◆ **What this exercise asks**
A. In the composer notes, for which singer did Gounod write his first opera, Sappho?
B. Repeat the part of the composer notes starting at "Franz von Blon" and ending at "Solinger Schützenmarsch ([13])".

## Begin Text extract

Franz von Blon (1861-1945) saw marches more as concert
pieces than as music to help soldiers keep in step. Although little recorded,
he is regarded, along with Carl Teike, as among the finest German march composers.
He studied at the Stern Conservatory and was one of six promising violinists
who were granted private lessons with Joseph Joachim. He worked as an orchestral
leader and conductor, and composed a large number of works in a wide range of
genres, not least music for wind orchestra. Solinger Schützenmarsch ([13])
is dedicated to a shooting club in Solingen, a town in the Nordrhein-Westfalen
(North Rhine-Westphalia) region.
Charles Gounod (1818-1893) received his first musical
tuition from his mother, and in 1836 entered the Paris Conservatoire. He wrote
his first opera, Sappho, for the singer Pauline Viardot-Garcia, and a
series of operas followed, among them Faust, Mireille and Roméo
et Juliette. His Marche funèbre d'une marionnette (Funeral
March of a Marionette, [14]) became well-known as the signature tune of the television
programmes Alfred Hitchcock Presents (1960-62) and The Alfred
Hitchcock Hour (1962-65).

## End Text extract
## Begin Dataset

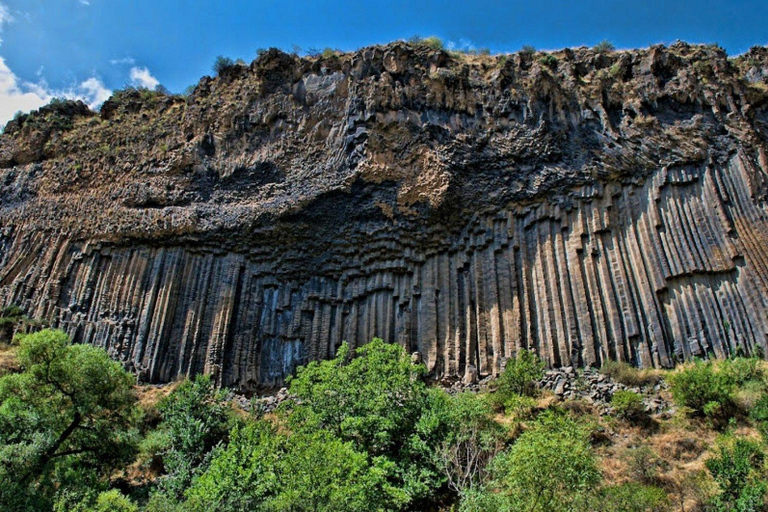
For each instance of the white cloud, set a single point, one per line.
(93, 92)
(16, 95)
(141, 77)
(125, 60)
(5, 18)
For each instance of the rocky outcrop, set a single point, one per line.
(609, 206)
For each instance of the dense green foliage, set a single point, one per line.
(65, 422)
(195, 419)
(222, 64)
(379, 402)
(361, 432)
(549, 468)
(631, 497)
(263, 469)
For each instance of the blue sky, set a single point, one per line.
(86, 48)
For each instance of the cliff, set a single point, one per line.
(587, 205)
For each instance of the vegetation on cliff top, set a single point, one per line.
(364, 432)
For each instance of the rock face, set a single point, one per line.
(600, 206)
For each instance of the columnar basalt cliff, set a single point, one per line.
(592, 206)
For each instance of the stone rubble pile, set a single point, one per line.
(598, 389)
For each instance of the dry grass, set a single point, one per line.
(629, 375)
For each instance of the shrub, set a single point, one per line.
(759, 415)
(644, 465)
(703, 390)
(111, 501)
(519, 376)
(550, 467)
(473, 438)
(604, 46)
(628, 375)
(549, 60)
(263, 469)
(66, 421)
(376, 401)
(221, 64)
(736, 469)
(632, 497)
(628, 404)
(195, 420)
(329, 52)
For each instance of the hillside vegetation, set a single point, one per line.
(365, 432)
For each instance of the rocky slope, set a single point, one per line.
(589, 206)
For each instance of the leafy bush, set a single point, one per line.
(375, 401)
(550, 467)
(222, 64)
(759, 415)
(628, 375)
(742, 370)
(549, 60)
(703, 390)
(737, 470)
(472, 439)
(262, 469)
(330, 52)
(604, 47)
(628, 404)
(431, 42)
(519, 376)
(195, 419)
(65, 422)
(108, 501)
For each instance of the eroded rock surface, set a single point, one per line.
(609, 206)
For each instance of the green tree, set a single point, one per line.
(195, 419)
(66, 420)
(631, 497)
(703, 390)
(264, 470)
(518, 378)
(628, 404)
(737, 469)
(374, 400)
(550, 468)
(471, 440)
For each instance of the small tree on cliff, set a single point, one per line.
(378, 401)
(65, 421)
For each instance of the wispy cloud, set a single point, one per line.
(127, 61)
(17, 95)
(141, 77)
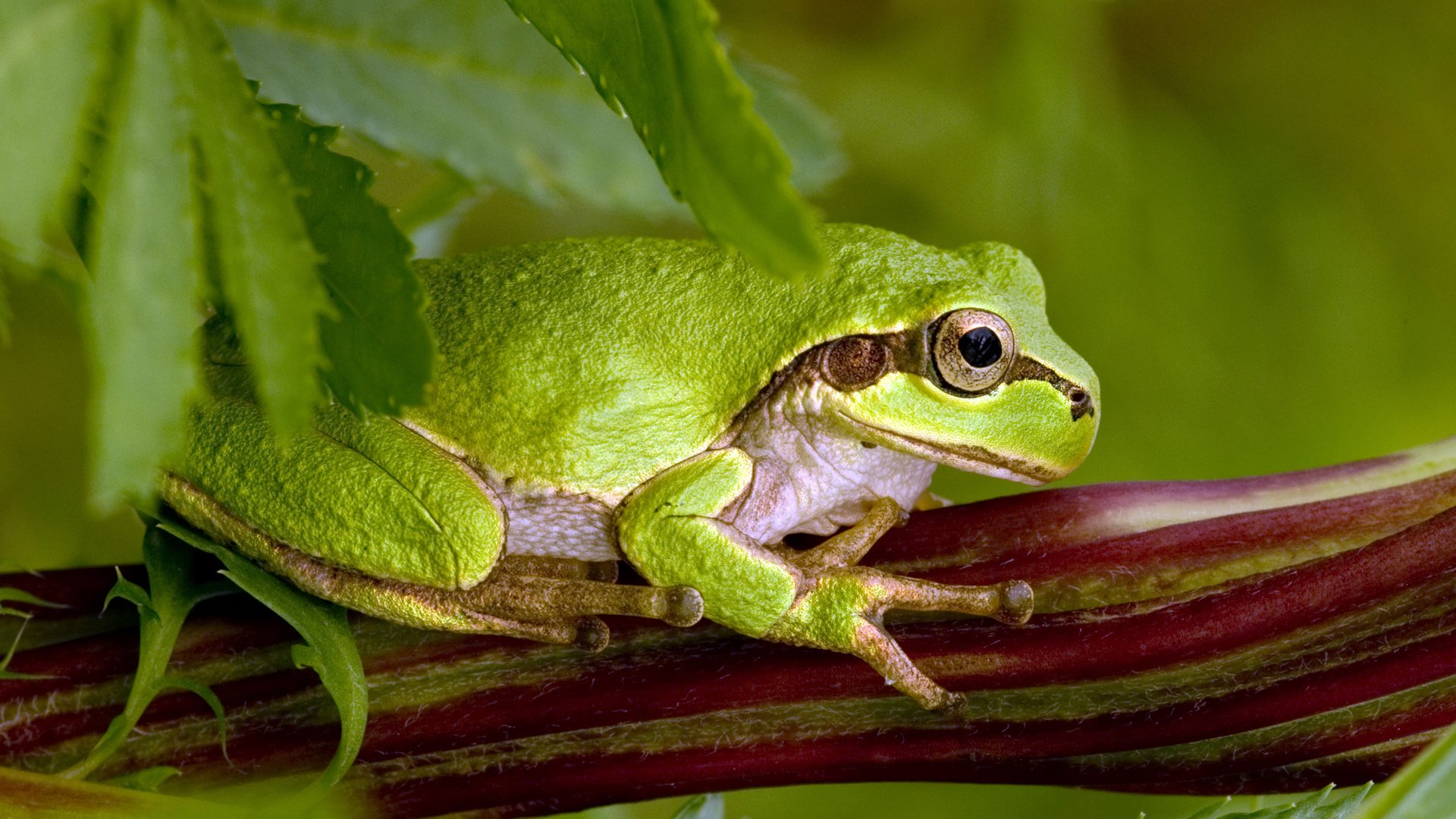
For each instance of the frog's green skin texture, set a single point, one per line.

## End Dataset

◆ **The replies**
A. Pauline Viardot-Garcia

B.
Franz von Blon (1861-1945) saw marches more as concert
pieces than as music to help soldiers keep in step. Although little recorded,
he is regarded, along with Carl Teike, as among the finest German march composers.
He studied at the Stern Conservatory and was one of six promising violinists
who were granted private lessons with Joseph Joachim. He worked as an orchestral
leader and conductor, and composed a large number of works in a wide range of
genres, not least music for wind orchestra. Solinger Schützenmarsch ([13])